_Excerpt to read_
══════

Methyl propionate commercially produced by Pd2(dba)3/L1-catalyzed methoxycarbonylation of ethylene is the starting material to synthesize methyl methacrylate (MMA), which is the important unit of polymethylmethacrylate (PMMA) generally applied in biomedicine, sensors, battery electrolytes, molecular separations, polymer conductivity, and ect34,35. Herein, the methoxycarbonylation of ethylene at mole-scale was successfully performed in presence of L11 even when the Pd dosage decreased to 0.33 ppm (Fig. 2b, Supplementary Figs. 13 and 14), affording prominent activity (TON: >2,390,000; TOF: 100,000 h−1) and selectivity (>99%). Remarkably, this Pd(acac)2/L11 catalytic system demonstrated higher catalytic efficiency than the optimal Pd(acac)2/pytbpx (TON: >1,425,000; TOF: 44,000 h−1; selectivity: >99%) and Pd2(dba)3/L1 (TON: >100,000; TOF: 12,000 h−1; selectivity: >99%) catalytic systems reported so far17,24, thus providing more promising industrial application of this catalytic system.
Investigation of the oxygen-resistance stability
The oxygen-resistance stability comparison between L11 and L1 was examined (Fig. 3). After being exposed under air at room temperature, the phosphine atom on L1 was quickly oxidized after several days, whereas the pristine phosphine valence state of L11 was still unchanged even after 100 days of exposure (Fig. 3a, b, and Supplementary Figs. 15 and 16). Afterwards, the methoxycarbonylation of 1-octene was conducted under different oxygen contents in presence of Pd/L11 and Pd/L1, respectively. Notably, the activities were increased gradually as the oxygen content decreased from 10000 to 1 ppm when using Pd/L11 system in dioxane, and 25% yield was achieved even at 1000 ppm of oxygen content while no yield was observed for Pd/L1 system even at 1 ppm (Fig. 3c, and Supplementary Fig. 17). Because methanol was a common-used solvent in the state-of-the-art Pd/L1 system, thus the oxygen-resistance stability was also tested in methanol. 48% yield was observed using Pd/L11 in presence of 1000 ppm of oxygen content whereas only trace amount of the desired product was obtained using Pd/L1 (Fig. 3d and Supplementary Fig. 18). Importantly, the reaction solution displayed transparent yellow after methoxycarbonylation catalyzed by Pd/L11 in the case of 1,4-dioxane or methanol as a solvent, whereas palladium black particles were observed obviously using Pd/L1 under identical reaction conditions (Supplementary Figs. 19 and 20).
a, b Stability tests of L1 and L11 under air conditions at room temperature, respectively. c, d Stability tests of L1 and L11 during the reaction process in 1,4-dioxane or methanol, respectively. e Change in Gibbs’ free energy (∆Gr) for L1 and L11 oxidation, computed at DFT level. f HOMO orbitals of L1 and L11.

══════

_Questions to answer_
1) List the areas where, according to the excerpt, polymethylmethacrylate (PMMA) is generally applied.
2) Answer these from the excerpt:
(a) What TOF did the mole-scale methoxycarbonylation of ethylene reach with L11?
(b) After how many days of air exposure was the phosphine valence state of L11 still unchanged?
(c) What yield did Pd/L11 give in methanol with 1000 ppm of oxygen?
The material after this point comes from a different source than the excerpt.

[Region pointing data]
══════

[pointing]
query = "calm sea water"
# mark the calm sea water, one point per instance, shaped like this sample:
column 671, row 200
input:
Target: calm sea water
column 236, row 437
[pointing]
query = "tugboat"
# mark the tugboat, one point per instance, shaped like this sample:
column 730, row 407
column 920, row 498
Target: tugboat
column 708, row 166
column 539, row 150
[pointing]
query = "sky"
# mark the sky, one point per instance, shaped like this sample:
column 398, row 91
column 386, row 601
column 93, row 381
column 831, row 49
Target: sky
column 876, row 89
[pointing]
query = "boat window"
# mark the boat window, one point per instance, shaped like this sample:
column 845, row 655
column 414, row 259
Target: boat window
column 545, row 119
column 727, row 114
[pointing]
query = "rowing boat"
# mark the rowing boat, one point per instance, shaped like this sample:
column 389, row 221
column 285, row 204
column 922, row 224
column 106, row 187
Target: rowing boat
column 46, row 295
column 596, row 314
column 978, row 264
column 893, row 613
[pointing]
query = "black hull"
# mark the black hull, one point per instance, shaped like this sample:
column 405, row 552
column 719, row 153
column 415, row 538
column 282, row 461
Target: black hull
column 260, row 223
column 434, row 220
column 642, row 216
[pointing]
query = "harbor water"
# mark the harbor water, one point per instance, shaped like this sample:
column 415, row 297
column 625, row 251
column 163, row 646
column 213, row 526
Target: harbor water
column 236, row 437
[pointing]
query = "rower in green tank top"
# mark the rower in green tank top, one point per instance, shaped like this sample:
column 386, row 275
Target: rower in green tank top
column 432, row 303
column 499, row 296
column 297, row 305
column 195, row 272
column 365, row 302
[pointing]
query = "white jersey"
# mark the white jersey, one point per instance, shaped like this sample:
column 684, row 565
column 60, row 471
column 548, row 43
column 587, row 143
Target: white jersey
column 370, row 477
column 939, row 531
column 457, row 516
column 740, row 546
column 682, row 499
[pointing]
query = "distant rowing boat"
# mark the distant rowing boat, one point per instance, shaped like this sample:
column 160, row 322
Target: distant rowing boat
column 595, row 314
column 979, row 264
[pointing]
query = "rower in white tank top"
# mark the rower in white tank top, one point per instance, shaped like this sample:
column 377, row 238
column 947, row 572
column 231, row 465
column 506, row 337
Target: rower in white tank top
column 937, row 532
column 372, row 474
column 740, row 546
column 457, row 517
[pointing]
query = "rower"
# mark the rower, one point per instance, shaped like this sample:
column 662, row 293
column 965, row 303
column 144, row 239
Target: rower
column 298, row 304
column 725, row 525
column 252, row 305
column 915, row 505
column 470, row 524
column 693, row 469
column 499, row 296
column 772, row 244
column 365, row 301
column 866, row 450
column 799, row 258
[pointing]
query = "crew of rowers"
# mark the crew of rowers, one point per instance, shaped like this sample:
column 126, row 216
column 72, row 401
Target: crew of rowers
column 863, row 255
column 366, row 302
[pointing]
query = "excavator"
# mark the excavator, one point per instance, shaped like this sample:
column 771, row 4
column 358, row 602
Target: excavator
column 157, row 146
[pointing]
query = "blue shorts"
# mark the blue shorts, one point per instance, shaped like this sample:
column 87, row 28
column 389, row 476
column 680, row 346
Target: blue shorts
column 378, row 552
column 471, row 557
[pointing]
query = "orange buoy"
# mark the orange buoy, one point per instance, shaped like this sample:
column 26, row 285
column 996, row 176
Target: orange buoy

══════

_Answers for each item_
1)
- Biomedicine
- Sensors
- Battery electrolytes
- Molecular separations
- Polymer conductivity

2)
(a) 100,000 h−1
(b) 100 days
(c) 48%